§ INSTRUCTIONS FOR THE TASK: Exactly as written, print out each entry in the data, with no pictures.

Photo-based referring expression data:

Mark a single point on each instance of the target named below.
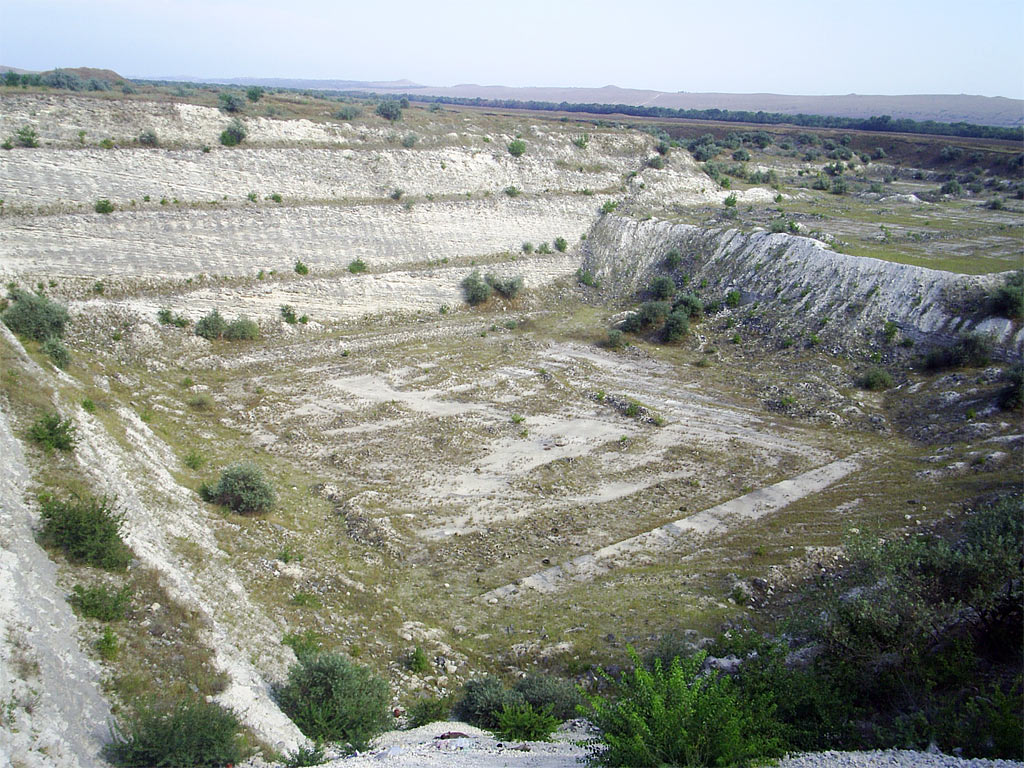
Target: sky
(738, 46)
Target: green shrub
(523, 723)
(348, 112)
(189, 732)
(482, 701)
(242, 329)
(424, 711)
(677, 325)
(211, 326)
(35, 315)
(876, 379)
(555, 694)
(418, 660)
(87, 530)
(50, 431)
(389, 111)
(663, 288)
(474, 289)
(332, 699)
(27, 136)
(243, 488)
(508, 288)
(233, 134)
(56, 351)
(677, 717)
(100, 602)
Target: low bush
(56, 351)
(189, 732)
(100, 602)
(243, 488)
(508, 288)
(474, 289)
(35, 316)
(876, 379)
(557, 695)
(424, 711)
(87, 530)
(211, 326)
(482, 701)
(242, 329)
(233, 134)
(50, 431)
(523, 723)
(678, 717)
(332, 699)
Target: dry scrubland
(478, 481)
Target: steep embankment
(796, 286)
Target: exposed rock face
(800, 285)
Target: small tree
(389, 111)
(230, 101)
(242, 487)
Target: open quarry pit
(496, 483)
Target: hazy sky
(785, 46)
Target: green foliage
(389, 111)
(332, 699)
(1008, 300)
(425, 710)
(649, 313)
(242, 329)
(244, 488)
(971, 350)
(876, 379)
(418, 660)
(56, 351)
(50, 431)
(35, 315)
(677, 325)
(233, 134)
(508, 288)
(27, 136)
(474, 289)
(211, 326)
(188, 732)
(230, 101)
(662, 288)
(87, 530)
(520, 722)
(482, 701)
(348, 112)
(546, 692)
(101, 602)
(679, 717)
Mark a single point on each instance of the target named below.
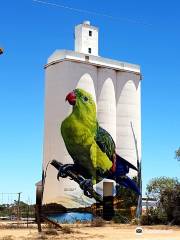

§ TASK SOLUTION:
Mark a single point on each instance of the target named below.
Target: sky
(738, 46)
Target: green shrub
(523, 723)
(348, 112)
(189, 732)
(482, 701)
(242, 329)
(424, 711)
(677, 325)
(211, 326)
(35, 315)
(876, 379)
(555, 694)
(418, 660)
(87, 530)
(50, 431)
(389, 111)
(663, 288)
(474, 289)
(332, 699)
(27, 136)
(243, 488)
(508, 288)
(233, 134)
(56, 351)
(677, 717)
(100, 602)
Target: low bush
(56, 351)
(189, 732)
(100, 602)
(243, 488)
(508, 288)
(474, 289)
(35, 316)
(876, 379)
(557, 695)
(424, 711)
(87, 530)
(211, 326)
(482, 701)
(242, 329)
(233, 134)
(50, 431)
(523, 723)
(678, 717)
(332, 699)
Target: dry scrubland
(478, 481)
Target: steep embankment
(796, 286)
Target: exposed rock face
(800, 285)
Target: small tree
(389, 111)
(230, 101)
(242, 487)
Target: open quarry pit
(496, 483)
Target: hazy sky
(785, 46)
Target: green foliage
(389, 111)
(332, 699)
(1008, 300)
(425, 710)
(649, 313)
(242, 329)
(244, 488)
(971, 350)
(876, 379)
(418, 660)
(56, 351)
(50, 431)
(35, 315)
(677, 325)
(233, 134)
(508, 288)
(27, 136)
(474, 289)
(211, 326)
(188, 732)
(230, 101)
(662, 288)
(87, 530)
(520, 722)
(482, 701)
(348, 112)
(546, 692)
(101, 602)
(679, 717)
Mark a single point on each instance of the target named below.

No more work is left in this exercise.